'''
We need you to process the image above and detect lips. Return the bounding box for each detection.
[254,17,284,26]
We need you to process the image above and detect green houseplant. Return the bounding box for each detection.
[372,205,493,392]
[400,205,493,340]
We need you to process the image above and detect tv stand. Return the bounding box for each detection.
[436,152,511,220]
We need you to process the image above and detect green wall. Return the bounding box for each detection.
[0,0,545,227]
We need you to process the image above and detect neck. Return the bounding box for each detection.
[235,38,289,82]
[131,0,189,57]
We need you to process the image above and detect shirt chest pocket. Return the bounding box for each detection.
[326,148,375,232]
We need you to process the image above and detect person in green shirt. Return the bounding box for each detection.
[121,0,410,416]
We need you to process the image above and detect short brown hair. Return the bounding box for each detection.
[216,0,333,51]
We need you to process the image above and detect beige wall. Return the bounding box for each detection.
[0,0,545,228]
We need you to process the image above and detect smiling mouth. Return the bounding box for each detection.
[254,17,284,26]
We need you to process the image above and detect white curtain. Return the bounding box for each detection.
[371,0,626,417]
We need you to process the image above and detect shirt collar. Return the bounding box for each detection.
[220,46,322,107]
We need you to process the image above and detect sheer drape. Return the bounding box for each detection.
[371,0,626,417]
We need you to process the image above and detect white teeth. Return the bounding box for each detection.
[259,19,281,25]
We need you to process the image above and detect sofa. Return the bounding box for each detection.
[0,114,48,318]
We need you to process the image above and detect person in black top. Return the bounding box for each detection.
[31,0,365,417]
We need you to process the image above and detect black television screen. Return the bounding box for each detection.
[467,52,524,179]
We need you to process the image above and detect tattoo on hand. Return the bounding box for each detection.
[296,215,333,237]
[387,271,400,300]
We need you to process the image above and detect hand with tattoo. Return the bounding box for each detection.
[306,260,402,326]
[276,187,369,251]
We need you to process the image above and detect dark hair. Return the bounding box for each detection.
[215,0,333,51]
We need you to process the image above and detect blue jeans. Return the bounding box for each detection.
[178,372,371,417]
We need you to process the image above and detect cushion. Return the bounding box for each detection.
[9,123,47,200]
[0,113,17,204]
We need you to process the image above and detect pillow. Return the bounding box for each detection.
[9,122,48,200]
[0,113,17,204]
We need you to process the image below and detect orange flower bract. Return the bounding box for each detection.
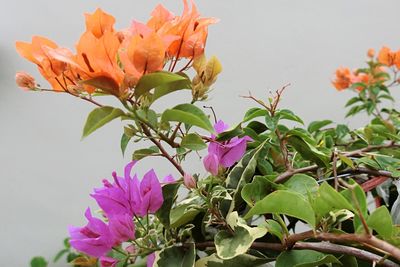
[16,0,217,97]
[332,67,353,91]
[16,36,73,91]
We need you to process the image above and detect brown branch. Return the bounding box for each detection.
[315,233,400,260]
[192,241,399,267]
[37,88,103,107]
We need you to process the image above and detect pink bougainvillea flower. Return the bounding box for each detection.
[137,169,164,216]
[91,161,164,217]
[203,120,252,175]
[108,214,135,244]
[69,208,115,258]
[203,153,219,175]
[146,252,156,267]
[183,173,197,189]
[99,256,119,267]
[163,174,176,184]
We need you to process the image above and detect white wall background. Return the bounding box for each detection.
[0,0,400,267]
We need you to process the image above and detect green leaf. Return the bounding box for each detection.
[241,176,278,207]
[244,190,315,227]
[121,133,131,156]
[161,104,215,133]
[214,212,267,260]
[284,174,319,198]
[243,108,268,122]
[262,220,283,241]
[216,124,243,142]
[307,120,332,133]
[156,183,180,228]
[151,73,192,102]
[287,135,330,167]
[225,142,266,212]
[170,204,202,228]
[82,107,124,138]
[31,257,47,267]
[181,133,207,150]
[134,71,187,98]
[275,250,342,267]
[338,154,354,169]
[336,124,350,139]
[154,244,196,267]
[132,146,160,160]
[276,109,304,124]
[340,179,368,229]
[313,182,355,222]
[195,254,271,267]
[367,206,393,240]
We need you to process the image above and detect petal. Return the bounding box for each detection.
[203,153,218,175]
[214,120,229,134]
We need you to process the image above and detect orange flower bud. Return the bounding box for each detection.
[367,48,375,58]
[15,71,36,90]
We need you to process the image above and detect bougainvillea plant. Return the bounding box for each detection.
[16,1,400,267]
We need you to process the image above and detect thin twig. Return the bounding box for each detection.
[141,123,185,176]
[274,143,400,184]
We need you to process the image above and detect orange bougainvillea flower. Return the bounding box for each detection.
[16,36,74,91]
[332,67,354,91]
[52,9,124,96]
[15,71,36,91]
[378,46,400,68]
[350,72,371,92]
[147,4,175,32]
[367,48,375,58]
[147,0,218,58]
[85,8,115,38]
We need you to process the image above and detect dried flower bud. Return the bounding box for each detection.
[367,48,375,58]
[15,71,36,90]
[183,173,196,189]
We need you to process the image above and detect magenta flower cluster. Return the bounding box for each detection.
[69,161,169,266]
[203,120,252,175]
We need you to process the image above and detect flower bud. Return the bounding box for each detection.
[183,173,196,189]
[367,48,375,58]
[99,256,118,267]
[15,71,36,90]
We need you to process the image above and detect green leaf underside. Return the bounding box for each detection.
[135,71,187,98]
[214,215,267,260]
[275,250,342,267]
[244,190,315,227]
[181,133,207,150]
[367,206,393,240]
[154,244,196,267]
[82,106,124,138]
[195,254,271,267]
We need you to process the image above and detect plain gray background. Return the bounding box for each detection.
[0,0,400,267]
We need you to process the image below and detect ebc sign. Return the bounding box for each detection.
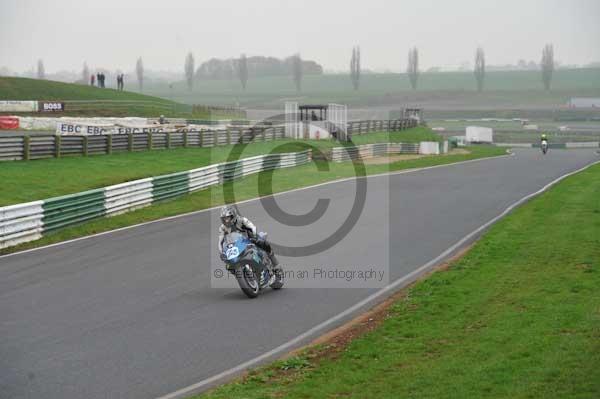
[56,123,112,136]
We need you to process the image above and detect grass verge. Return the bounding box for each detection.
[197,165,600,399]
[0,146,505,254]
[0,127,440,206]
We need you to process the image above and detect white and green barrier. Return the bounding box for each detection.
[329,141,448,162]
[0,150,311,248]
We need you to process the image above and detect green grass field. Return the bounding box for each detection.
[0,127,441,206]
[0,77,223,118]
[137,68,600,109]
[0,146,505,254]
[202,165,600,399]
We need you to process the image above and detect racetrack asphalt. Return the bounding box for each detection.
[0,149,600,399]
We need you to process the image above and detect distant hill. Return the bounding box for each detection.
[0,77,227,119]
[0,77,171,103]
[196,56,323,79]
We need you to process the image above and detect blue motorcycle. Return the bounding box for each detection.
[223,232,284,298]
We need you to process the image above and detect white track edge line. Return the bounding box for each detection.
[157,161,600,399]
[0,152,515,259]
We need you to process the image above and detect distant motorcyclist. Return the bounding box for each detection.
[540,133,548,154]
[219,205,279,269]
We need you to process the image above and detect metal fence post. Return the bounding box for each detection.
[54,134,62,158]
[106,134,112,155]
[23,136,31,161]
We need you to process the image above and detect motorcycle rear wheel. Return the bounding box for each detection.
[235,265,260,298]
[271,268,283,290]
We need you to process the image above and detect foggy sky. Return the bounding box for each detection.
[0,0,600,73]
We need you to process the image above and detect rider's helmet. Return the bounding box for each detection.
[221,205,237,227]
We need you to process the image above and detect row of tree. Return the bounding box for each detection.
[398,44,555,91]
[37,44,555,91]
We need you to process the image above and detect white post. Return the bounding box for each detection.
[285,101,300,139]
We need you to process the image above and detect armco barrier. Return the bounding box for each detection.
[0,119,417,161]
[329,141,448,162]
[0,150,311,248]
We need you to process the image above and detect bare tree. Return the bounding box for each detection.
[185,52,195,91]
[406,47,419,90]
[473,47,485,92]
[37,58,46,79]
[236,54,248,90]
[292,54,302,91]
[540,44,554,90]
[350,46,360,90]
[135,57,144,91]
[81,62,90,84]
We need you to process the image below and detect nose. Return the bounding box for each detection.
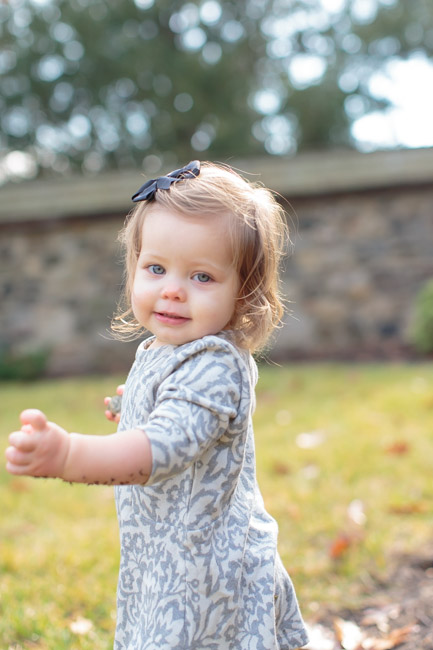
[161,281,186,302]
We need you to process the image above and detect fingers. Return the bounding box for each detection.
[9,431,36,452]
[20,409,47,433]
[5,440,32,474]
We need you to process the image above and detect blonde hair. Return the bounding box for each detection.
[112,162,289,351]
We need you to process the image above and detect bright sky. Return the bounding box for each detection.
[352,55,433,151]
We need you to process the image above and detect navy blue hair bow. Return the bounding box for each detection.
[132,160,200,203]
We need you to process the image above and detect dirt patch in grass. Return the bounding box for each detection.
[307,543,433,650]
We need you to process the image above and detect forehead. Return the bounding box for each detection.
[141,205,230,246]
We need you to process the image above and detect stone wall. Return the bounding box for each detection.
[277,181,433,359]
[0,149,433,375]
[0,215,137,375]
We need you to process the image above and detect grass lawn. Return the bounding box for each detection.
[0,364,433,650]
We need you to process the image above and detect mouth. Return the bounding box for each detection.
[154,311,191,325]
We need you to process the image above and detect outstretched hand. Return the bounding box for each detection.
[104,384,125,422]
[6,409,70,478]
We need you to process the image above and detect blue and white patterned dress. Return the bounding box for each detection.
'''
Task to carry out:
Rewrite everything in the records from the line containing "motorcycle. Return the bounding box for each detection." down to the line containing "[0,152,515,259]", both lines included. Keep the requests unchanged and increase every bounding box coordinate in the answers by 27.

Solution for this problem:
We need you to process the image above and detect blue motorcycle. Return the bounding box for each detection.
[250,259,311,325]
We need you to process the image above and detect white track edge line. Return the bounding box for each detection.
[184,188,627,426]
[27,179,542,286]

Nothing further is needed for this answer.